Copy the entire listing exactly.

INPUT RECORDS START

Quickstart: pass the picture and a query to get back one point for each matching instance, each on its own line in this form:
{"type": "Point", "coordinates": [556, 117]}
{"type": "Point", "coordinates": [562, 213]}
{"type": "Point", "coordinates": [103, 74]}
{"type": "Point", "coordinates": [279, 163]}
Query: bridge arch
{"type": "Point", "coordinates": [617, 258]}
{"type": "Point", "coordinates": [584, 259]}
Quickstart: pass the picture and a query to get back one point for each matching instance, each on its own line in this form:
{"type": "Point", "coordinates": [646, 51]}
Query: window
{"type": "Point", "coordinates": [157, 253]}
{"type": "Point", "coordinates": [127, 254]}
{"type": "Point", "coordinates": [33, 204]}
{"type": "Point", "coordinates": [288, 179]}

INPUT RECORDS END

### WRITTEN SOLUTION
Quickstart: pass the picture and a query to get back one point for each matching instance, each on its own line in this form:
{"type": "Point", "coordinates": [556, 117]}
{"type": "Point", "coordinates": [562, 213]}
{"type": "Point", "coordinates": [103, 74]}
{"type": "Point", "coordinates": [279, 163]}
Query: bridge arch
{"type": "Point", "coordinates": [617, 258]}
{"type": "Point", "coordinates": [584, 259]}
Quickstart: pass the picture and a query to get back one point for each matching instance, each on its own line in this form:
{"type": "Point", "coordinates": [646, 51]}
Query: window
{"type": "Point", "coordinates": [157, 253]}
{"type": "Point", "coordinates": [127, 254]}
{"type": "Point", "coordinates": [33, 204]}
{"type": "Point", "coordinates": [288, 179]}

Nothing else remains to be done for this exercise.